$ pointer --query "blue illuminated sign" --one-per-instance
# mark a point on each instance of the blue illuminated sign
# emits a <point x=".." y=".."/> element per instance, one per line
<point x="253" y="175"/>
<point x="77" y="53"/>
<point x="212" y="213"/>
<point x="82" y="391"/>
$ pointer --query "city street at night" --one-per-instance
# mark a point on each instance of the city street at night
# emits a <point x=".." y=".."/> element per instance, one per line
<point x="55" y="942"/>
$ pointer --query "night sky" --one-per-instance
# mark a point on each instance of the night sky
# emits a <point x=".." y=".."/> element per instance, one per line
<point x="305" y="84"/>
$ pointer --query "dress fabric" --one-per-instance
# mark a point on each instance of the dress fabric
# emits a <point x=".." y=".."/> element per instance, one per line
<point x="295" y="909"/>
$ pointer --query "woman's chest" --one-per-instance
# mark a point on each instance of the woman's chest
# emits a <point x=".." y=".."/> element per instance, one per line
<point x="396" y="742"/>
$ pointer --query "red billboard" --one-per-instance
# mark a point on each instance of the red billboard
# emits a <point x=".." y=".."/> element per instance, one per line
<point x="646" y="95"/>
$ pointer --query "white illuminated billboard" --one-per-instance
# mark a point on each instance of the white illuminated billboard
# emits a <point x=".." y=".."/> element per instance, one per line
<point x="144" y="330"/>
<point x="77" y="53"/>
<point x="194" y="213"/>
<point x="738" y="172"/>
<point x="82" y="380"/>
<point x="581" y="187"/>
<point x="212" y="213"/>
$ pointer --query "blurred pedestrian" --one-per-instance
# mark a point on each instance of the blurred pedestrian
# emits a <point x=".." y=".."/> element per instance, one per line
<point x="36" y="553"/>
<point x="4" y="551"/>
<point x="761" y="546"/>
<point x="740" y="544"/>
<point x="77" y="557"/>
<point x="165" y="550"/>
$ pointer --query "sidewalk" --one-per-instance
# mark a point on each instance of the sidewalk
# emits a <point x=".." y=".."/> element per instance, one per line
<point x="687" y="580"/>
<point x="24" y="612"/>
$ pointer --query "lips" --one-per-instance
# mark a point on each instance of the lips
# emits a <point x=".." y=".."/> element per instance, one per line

Problem details –
Could you copy out the data in full, exactly as it is written?

Response for this exercise –
$ pointer --query "blue illuminated sign" --one-per-instance
# mark a point on each instance of the blue illuminated sign
# emits a <point x=".." y=".."/> element per instance, one per line
<point x="253" y="175"/>
<point x="77" y="53"/>
<point x="212" y="213"/>
<point x="82" y="391"/>
$ pointer --query "city street at night" --one-per-instance
# mark a point on each instance of the city street at night
# emits a <point x=".." y=".."/> element per instance, one per line
<point x="55" y="942"/>
$ pointer --query "night sky" --one-per-instance
# mark a point on each instance of the night sky
# emits a <point x=".." y=".."/> element per instance, one per line
<point x="305" y="84"/>
$ pointer --query "dress fabric" --one-per-instance
# mark a point on each instance of the dress fabric
# emits a <point x=".." y=".."/> element per instance, one per line
<point x="295" y="909"/>
$ pointer --query "woman's chest" --one-per-instance
# mark a point on each instance of the woman's chest
# emits a <point x=".." y=".."/> element per instance, one per line
<point x="396" y="742"/>
$ pointer --query "red billboard" --one-per-instance
# mark a point on each instance of the red billboard
# emits a <point x=".." y=".."/> element per instance, one per line
<point x="646" y="95"/>
$ pointer --query "white illuminated billboard" --one-per-instance
# mark a point on each instance of the white illuminated billboard
# emits a <point x=".." y=".."/> element per instance, one per line
<point x="144" y="330"/>
<point x="77" y="53"/>
<point x="194" y="213"/>
<point x="738" y="172"/>
<point x="82" y="380"/>
<point x="581" y="187"/>
<point x="212" y="213"/>
$ pointer --query "blurred pedestrian" --one-per-instance
# mark a point on each instance of the blurred pedestrian
# emits a <point x=".." y=".."/> element per instance, one per line
<point x="36" y="553"/>
<point x="4" y="551"/>
<point x="761" y="546"/>
<point x="740" y="544"/>
<point x="77" y="557"/>
<point x="165" y="550"/>
$ pointer --query "sidewalk" --one-per-instance
# mark a point on each instance of the sidewalk
# emits a <point x=".." y=".."/> element per instance, one per line
<point x="687" y="580"/>
<point x="24" y="612"/>
$ pointer --query "lips" --one-per-instance
# mark a point on each instance of the lips
# emits a <point x=".." y=".."/> element per instance, one per line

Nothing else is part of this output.